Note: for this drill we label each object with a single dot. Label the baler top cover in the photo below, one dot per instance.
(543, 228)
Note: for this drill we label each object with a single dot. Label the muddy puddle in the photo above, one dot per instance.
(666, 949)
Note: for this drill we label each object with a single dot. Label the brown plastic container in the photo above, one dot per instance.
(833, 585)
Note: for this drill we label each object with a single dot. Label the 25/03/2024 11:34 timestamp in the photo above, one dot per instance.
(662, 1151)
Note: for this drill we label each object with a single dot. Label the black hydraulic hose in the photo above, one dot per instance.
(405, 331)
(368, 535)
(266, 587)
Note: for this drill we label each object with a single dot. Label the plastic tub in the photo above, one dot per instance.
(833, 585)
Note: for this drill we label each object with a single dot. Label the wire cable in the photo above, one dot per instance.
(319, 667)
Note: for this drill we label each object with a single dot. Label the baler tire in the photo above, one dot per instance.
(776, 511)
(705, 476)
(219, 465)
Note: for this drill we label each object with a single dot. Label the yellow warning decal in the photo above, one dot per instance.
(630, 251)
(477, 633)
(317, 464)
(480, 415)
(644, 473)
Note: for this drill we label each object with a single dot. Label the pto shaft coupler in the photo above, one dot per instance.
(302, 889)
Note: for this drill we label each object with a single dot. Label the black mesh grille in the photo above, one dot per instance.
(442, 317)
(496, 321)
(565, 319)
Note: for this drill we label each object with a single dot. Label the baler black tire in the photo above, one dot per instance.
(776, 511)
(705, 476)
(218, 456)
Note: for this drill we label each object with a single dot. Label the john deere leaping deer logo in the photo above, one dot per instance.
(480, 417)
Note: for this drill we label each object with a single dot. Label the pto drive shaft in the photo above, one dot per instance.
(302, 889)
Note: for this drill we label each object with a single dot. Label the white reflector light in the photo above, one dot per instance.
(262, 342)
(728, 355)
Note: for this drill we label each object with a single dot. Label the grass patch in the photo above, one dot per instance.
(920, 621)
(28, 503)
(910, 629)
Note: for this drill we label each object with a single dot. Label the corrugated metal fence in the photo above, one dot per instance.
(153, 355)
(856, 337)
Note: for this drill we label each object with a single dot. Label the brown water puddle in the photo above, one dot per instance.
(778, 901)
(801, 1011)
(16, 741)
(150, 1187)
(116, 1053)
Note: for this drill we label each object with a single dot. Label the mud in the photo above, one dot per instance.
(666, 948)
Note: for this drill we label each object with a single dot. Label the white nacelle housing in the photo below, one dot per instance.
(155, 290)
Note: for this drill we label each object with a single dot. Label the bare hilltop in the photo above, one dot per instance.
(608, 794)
━━━━━━━━━━━━━━━━━━━━━━━━━━━━━━
What you will do => Each record must be copied out exactly and in full.

Response to the exercise =>
Note: for this drill we label each object with a single dot. Label the baler top cover in the photo below, one dot per instance.
(543, 228)
Note: for this drill we label each object with a single dot. Label the muddy puddle in the photo above, one dot per instance.
(666, 949)
Note: for this drill we label each object with a single dot. Label the brown plastic container in the photo above, one dot per instance.
(833, 585)
Note: for this drill we label each object with a single dot. Label the 25/03/2024 11:34 timestamp in the photo above, one dot per instance.
(662, 1151)
Note: for this drill we label each object with a single dot. Label the black hydraulic hose in the photo above, one dot per instance.
(405, 331)
(368, 535)
(266, 587)
Note: for this drill we label each object with a single dot. Label the plastic tub in the photo above, one dot per instance.
(833, 585)
Note: for this drill we label each object with a single dot. Label the wire cable in the photo above, one dot per instance.
(319, 667)
Note: for this drill we label each object with a single dot. Label the baler tire in the photo above, one dot per instance.
(776, 511)
(705, 476)
(219, 465)
Note: for this drill we label each object with a single dot. Label the yellow warning decal in the photo above, one dot per instance.
(630, 251)
(477, 633)
(317, 464)
(480, 415)
(644, 473)
Note: for this drill we label each object with a single dot. Label the pto shaft coupler in the photo above, one dot per instance.
(302, 889)
Note: for this drill we label each object with a single dot. Label the black mesh grille in the photo above, one dot per instance.
(442, 317)
(496, 321)
(565, 319)
Note: for this drill we label each object with a single dot. Label the baler black tire in the photo above, one dot per instance.
(776, 511)
(705, 476)
(218, 456)
Note: for this drill we label each object with a single dot. Label the john deere leaping deer logo in the photo above, one dot per instance.
(480, 417)
Note: for this drill we label each object with a single dot. Label the pto drive shaft in the photo above, one dot per instance.
(302, 889)
Note: for this drill we label each object with a single dot. Label the white reflector light in the photo above, one dot per instance.
(262, 342)
(728, 355)
Note: for this drill we label each object with a single dot. Label the grass patch in the photo above, one dot per instance.
(920, 621)
(28, 503)
(910, 629)
Note: for this drill we label each object with a single dot. Label the corrugated metal fence in the photo above, one dot per instance.
(153, 355)
(856, 337)
Note: for this drill we label each object with a single dot. Label the brown water puddle in the photo above, one dot per instance.
(778, 901)
(801, 1011)
(16, 741)
(150, 1187)
(116, 1053)
Note: for this drill we label each object with a single dot. Label the mud in the photo above, one dot per instance.
(666, 948)
Note: for this drill we label each object with a single dot. Label the white nacelle housing in the photo below, one dot per instance.
(155, 290)
Note: for this drill we label each object with a single dot. Label the bare hilltop in the photo above, one dot per instance.
(608, 794)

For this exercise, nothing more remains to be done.